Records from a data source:
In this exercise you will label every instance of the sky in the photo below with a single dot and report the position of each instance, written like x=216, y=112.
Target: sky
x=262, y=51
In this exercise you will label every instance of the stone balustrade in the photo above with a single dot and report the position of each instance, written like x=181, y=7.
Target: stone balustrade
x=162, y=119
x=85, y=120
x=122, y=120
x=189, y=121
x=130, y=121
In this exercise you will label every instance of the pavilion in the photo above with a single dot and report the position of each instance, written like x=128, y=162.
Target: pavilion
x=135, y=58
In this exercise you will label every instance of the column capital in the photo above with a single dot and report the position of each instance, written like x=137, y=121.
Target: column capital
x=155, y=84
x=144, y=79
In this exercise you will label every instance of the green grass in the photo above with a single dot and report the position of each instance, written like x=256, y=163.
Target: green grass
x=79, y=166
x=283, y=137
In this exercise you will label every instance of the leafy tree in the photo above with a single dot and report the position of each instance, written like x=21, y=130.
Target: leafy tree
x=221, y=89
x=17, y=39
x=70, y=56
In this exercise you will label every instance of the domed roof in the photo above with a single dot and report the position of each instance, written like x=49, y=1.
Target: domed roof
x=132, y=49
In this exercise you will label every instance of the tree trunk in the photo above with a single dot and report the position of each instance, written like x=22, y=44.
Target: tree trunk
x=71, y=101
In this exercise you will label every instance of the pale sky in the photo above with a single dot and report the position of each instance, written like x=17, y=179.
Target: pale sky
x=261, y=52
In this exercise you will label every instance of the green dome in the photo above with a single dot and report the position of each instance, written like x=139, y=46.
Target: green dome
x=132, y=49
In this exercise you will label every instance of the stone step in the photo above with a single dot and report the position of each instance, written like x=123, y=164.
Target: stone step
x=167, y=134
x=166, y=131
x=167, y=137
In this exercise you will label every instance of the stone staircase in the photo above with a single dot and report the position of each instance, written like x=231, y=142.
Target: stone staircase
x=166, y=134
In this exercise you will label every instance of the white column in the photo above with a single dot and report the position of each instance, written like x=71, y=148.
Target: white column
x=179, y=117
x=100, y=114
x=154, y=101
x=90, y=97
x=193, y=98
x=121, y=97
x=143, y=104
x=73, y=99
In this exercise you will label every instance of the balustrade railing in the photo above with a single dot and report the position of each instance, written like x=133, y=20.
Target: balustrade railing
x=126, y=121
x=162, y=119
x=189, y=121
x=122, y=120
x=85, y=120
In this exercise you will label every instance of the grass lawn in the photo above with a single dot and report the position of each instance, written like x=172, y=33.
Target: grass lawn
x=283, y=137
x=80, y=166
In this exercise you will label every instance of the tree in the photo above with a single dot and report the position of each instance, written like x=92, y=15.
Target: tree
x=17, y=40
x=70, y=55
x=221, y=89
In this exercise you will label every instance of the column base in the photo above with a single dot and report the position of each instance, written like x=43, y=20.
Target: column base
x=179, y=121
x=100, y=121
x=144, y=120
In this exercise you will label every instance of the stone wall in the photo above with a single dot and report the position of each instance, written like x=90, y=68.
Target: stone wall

Task to carry out:
A single number is expected: how many lines in the records contain the string "wall".

Task result:
2